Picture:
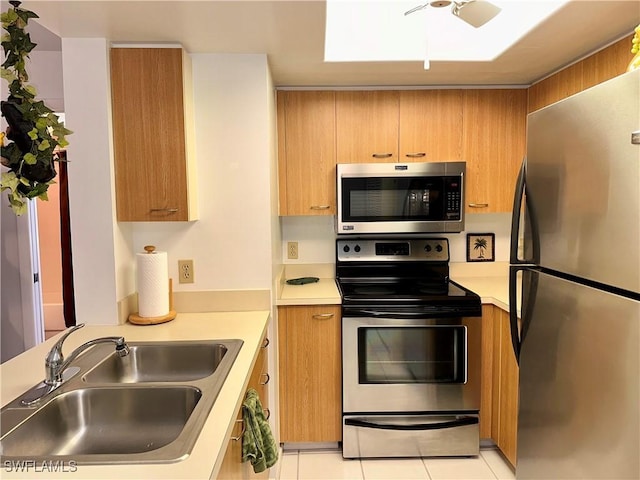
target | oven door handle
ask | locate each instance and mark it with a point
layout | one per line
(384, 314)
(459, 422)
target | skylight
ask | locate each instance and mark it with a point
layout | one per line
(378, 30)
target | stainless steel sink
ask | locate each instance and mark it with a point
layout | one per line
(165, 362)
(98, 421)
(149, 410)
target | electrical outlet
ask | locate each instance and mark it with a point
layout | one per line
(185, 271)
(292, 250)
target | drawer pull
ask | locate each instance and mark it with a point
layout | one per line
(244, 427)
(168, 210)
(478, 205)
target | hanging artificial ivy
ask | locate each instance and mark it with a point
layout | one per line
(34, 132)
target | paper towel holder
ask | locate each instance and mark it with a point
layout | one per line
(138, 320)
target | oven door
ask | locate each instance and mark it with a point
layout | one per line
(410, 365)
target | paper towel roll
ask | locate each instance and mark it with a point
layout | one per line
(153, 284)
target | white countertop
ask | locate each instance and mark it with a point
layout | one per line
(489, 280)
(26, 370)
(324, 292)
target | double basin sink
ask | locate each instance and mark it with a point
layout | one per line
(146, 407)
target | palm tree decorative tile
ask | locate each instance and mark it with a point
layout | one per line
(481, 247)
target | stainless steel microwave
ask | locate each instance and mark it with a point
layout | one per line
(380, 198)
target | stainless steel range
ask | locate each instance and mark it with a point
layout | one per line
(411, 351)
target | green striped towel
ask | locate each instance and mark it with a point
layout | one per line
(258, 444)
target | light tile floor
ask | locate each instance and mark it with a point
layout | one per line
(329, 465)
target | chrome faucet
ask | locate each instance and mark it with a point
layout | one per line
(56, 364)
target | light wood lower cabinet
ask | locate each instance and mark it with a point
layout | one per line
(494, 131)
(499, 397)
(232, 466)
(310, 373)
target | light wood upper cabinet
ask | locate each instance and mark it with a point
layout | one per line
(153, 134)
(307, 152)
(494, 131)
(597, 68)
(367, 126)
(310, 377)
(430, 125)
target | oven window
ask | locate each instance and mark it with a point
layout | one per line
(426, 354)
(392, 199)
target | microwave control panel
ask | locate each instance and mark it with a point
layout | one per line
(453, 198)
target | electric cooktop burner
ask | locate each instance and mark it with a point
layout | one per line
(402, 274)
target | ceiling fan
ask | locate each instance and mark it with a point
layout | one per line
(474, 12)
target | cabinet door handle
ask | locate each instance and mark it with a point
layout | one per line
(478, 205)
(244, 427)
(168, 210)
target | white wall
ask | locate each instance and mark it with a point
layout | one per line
◇ ◇ ◇ ◇ ◇ ◇ ◇
--- What needs to be done ---
Give the number of lines in the records where the word "stainless" shows up. Nothing else belongs in the reply.

--- Solution to this problem ---
3